** Opening Text block block **
AHA awards $15M to 4 centers targeting heart disease, stroke
Four universities are taking aim at heart disease and stroke with the launch of Strategically Focused Prevention Research Network Centers.
On July 1, four institutions received $15 million from the American Heart Association (AHA) for a network that brings together the University of Texas-Southwestern Medical School in Dallas, the Icahn School of Medicine at Mount Sinai in New York, Northwestern University in Chicago and Vanderbilt University in Nashville. Each university is looking to tackle one aspect of what affects both disease outcomes. Prevention, through behavioral and ultimately cultural changes, is at the center of the projects each institution will be undertaking.
Icahn School of Medicine at Mount Sinai will work to create an urban-based health program centered on combating obesity in order to reduce incidence of heart disease, diabetes, stroke, cancer and other obesity-related, preventable deaths. Northwestern University will apply a behavioral approach to the decline in heart health measures from childhood into middle age. The University of Texas-Southwestern Medical School in Dallas will tackle how to prevent heart failure through interventions a clinical provider may be able to provide in office. Vanderbilt University will be tackling high blood pressure prevention through salt reduction.
The AHA will be providing each network center approximately $3.8 million for their projects.
These projects and their emphasis on a culture of health align with the AHA’s goals to reduce deaths from cardiovascular diseases and stroke by 20 percent and improve Americans’ cardiovascular health by 20 percent by the year 2020.
Elliott Antman, MD, president of the AHA and a physician at Brigham and Women’s Hospital in Boston, said in a press release, “Scientists working in these research centers are seeking to discover mechanisms that will allow all Americans to live healthier lives, and help lead us to a culture of health.”
** Closing Text block block **
In the article on the AHA research centers, which university will work on preventing high blood pressure through salt reduction?
** Opening Extracted records block **
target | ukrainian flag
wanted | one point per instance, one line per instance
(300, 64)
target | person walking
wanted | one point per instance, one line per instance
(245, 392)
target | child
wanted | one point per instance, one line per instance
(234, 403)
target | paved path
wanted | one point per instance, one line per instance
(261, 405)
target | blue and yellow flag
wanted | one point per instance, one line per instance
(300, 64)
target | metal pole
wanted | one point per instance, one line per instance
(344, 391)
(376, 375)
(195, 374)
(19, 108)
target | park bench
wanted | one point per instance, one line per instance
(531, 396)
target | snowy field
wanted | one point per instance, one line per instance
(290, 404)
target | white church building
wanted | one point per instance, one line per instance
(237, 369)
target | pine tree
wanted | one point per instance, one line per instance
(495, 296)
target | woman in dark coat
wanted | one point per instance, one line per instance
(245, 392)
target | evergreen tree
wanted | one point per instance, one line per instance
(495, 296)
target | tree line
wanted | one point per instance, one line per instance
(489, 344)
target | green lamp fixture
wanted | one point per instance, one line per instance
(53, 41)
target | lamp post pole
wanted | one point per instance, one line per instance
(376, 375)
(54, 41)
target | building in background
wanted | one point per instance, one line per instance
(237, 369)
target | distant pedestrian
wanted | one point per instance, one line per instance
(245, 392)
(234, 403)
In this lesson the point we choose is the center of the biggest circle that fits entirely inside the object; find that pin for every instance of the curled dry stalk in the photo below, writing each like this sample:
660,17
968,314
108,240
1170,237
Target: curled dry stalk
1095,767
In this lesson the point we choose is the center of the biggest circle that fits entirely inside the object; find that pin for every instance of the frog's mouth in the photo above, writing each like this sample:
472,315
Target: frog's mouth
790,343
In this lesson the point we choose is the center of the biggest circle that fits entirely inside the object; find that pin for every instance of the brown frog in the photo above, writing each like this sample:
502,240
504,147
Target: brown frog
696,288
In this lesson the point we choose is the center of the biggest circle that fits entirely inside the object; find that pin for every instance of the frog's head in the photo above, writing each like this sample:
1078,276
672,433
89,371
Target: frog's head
** Closing Extracted records block **
■ Exercise output ■
Vanderbilt University